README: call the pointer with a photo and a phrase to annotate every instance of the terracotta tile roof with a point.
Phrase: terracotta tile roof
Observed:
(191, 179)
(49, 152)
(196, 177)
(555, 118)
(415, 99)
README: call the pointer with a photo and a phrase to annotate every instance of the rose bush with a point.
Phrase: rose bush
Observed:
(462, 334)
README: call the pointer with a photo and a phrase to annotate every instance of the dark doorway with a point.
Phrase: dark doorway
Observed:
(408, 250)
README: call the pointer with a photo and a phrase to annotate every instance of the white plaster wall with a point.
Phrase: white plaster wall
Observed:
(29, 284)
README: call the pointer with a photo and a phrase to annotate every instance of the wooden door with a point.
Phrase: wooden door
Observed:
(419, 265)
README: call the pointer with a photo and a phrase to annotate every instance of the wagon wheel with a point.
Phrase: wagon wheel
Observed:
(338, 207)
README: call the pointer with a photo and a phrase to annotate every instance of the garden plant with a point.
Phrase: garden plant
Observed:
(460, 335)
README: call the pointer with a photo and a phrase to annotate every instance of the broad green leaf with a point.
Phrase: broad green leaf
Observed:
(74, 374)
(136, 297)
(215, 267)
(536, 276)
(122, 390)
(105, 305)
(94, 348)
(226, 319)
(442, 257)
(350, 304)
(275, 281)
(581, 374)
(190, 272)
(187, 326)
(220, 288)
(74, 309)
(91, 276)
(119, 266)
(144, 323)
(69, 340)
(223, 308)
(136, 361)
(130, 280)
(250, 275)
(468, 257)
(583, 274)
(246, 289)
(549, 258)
-------------------------
**Problem to solve:** Write out the data word for word, starting at the line that contains "door with a point." and ending at the final line of the data, with both of those lines included.

**Finished task:**
README: call the pointer with a photo and a phrase to annotate every instance of the wooden door with a point.
Phrase: wooden door
Observed:
(419, 265)
README: call the pointer with a photo and a phrase to annotate every instance of the wagon wheel with a point.
Phrase: wagon wheel
Observed:
(338, 207)
README: call the pointer with a photo and a phrase to annotate every instance of the garden plant with a point.
Phrase: garden plant
Observed:
(460, 335)
README: call the pointer with a photo and a phrase to annotate every instance of the broad green leaf with a point.
Phrase: broad green leaf
Observed:
(74, 374)
(136, 297)
(215, 267)
(536, 276)
(122, 390)
(105, 305)
(94, 348)
(226, 319)
(442, 257)
(350, 304)
(275, 281)
(581, 374)
(190, 272)
(187, 326)
(220, 288)
(74, 309)
(91, 276)
(119, 266)
(144, 323)
(69, 340)
(223, 308)
(136, 361)
(130, 280)
(250, 275)
(468, 257)
(583, 274)
(246, 289)
(549, 258)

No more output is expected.